Pontifications: The pricing jigsaw puzzle

By Scott Hamilton

May 22, 2017, © Leeham Co.: The prices airlines and lessors pay for their airplane purchases have long been of intense interest to just about everybody associated with the airline industry.

The manufacturers want to know what their competitors are selling the planes for.

The airlines want to know what their competitors pay for their airplanes. The same is true for lessors and their competitors.

(Airlines are less interested in what the lessors pay; they are only interested in what they must pay the lessors to lease the airplanes, and aren’t really concerned about the lessors’ costs.)

Appraisers want to know the prices of new aircraft, and prices on the secondary market, to have a basis for predicting base and current market values today and 25 years in the future.

The credit rating agencies want to know that values of the airplanes to rate financing deals.

Keeping the prices confidential

Actual prices paid—not the list prices or some guesstimate—is constantly a topic at conferences and in other conversations. The Airfinance Journal conference last week in New York, the ISTAT conference in San Diego last March, and at other events, conversations typically turn to pricing.

Finding out the price paid for an airliner is a jigsaw puzzle. Source: Google images.

The industry goes to great lengths to keep pricing confidential, for all the obvious reasons.

Forty years ago, the US Department of Transportation required airlines to file aircraft purchase price information as part of their plethora of data demands from the industry. For many years, the carriers dutifully did so.

The appraiser community relied heavily on the DOT information. But the airlines began objecting, because anyone (most notably, their competitors) could view the data. Eventually, the airlines persuaded DOT to give this information confidential treatment.

Making a federal case

Thirty years ago, I co-founded Commercial Aviation Report. I discovered a gold mine of information in the registration papers filed with the Federal Aviation Administration.

The documents included lease rates, debt amounts, insurances tables and—very rarely—the actual purchase prices of the aircraft. One could calculate from the other data the purchase prices of the airplanes if the purchase price wasn’t listed.
====
» Set problem a
Report every line in the listing below that contains the word "water", matching case exactly.
====
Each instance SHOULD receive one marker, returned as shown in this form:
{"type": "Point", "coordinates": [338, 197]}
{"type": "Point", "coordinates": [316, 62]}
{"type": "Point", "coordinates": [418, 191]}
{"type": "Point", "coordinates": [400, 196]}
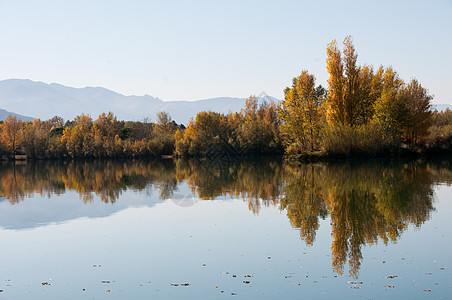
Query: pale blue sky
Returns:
{"type": "Point", "coordinates": [181, 50]}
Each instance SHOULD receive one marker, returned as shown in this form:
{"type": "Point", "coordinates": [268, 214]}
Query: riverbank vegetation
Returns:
{"type": "Point", "coordinates": [364, 112]}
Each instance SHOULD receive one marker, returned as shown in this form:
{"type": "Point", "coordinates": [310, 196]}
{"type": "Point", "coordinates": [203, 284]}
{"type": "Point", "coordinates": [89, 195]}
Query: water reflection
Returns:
{"type": "Point", "coordinates": [365, 201]}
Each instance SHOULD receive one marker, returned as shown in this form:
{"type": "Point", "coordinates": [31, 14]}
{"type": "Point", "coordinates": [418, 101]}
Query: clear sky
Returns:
{"type": "Point", "coordinates": [189, 50]}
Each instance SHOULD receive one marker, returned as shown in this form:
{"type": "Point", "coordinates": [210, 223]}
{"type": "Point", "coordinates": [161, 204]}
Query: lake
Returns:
{"type": "Point", "coordinates": [198, 229]}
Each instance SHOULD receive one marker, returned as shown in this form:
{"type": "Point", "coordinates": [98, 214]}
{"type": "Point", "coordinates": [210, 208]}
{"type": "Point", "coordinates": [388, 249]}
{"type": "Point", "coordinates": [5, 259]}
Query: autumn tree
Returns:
{"type": "Point", "coordinates": [299, 113]}
{"type": "Point", "coordinates": [418, 102]}
{"type": "Point", "coordinates": [335, 67]}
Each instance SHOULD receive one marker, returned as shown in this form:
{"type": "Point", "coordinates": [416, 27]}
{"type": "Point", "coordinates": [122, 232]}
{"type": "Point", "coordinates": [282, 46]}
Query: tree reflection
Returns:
{"type": "Point", "coordinates": [366, 202]}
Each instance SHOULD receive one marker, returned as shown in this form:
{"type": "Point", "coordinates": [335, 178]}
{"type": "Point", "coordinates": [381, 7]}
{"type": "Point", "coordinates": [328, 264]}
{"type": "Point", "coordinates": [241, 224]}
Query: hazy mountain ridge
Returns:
{"type": "Point", "coordinates": [42, 100]}
{"type": "Point", "coordinates": [47, 100]}
{"type": "Point", "coordinates": [4, 114]}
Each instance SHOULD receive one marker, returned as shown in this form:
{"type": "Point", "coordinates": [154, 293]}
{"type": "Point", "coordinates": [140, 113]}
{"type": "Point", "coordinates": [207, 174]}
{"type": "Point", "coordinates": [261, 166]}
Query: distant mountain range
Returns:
{"type": "Point", "coordinates": [45, 101]}
{"type": "Point", "coordinates": [4, 114]}
{"type": "Point", "coordinates": [42, 100]}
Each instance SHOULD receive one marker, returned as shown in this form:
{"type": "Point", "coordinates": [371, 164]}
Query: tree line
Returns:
{"type": "Point", "coordinates": [364, 111]}
{"type": "Point", "coordinates": [105, 137]}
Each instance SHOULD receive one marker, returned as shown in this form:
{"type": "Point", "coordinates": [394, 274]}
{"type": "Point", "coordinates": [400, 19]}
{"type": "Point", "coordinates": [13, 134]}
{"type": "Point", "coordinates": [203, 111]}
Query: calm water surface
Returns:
{"type": "Point", "coordinates": [206, 230]}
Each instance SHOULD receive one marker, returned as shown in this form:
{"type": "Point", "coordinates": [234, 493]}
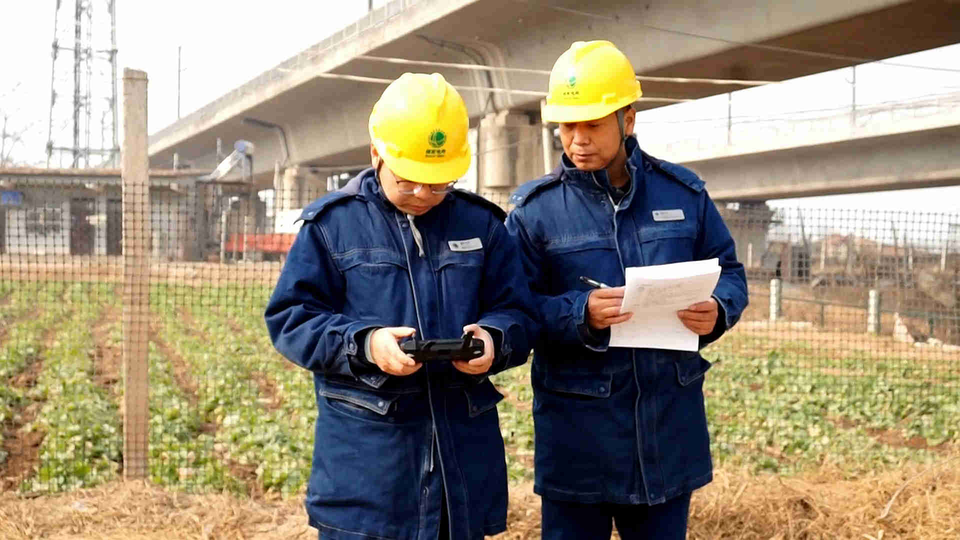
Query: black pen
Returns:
====
» Set problem b
From the article on airliner pricing above, set down the passage from "Appraisers want to" up to and including "turn to pricing.".

» Exercise response a
Query: water reflection
Query: calm water surface

» Exercise response b
Appraisers want to know the prices of new aircraft, and prices on the secondary market, to have a basis for predicting base and current market values today and 25 years in the future.

The credit rating agencies want to know that values of the airplanes to rate financing deals.

Keeping the prices confidential

Actual prices paid—not the list prices or some guesstimate—is constantly a topic at conferences and in other conversations. The Airfinance Journal conference last week in New York, the ISTAT conference in San Diego last March, and at other events, conversations typically turn to pricing.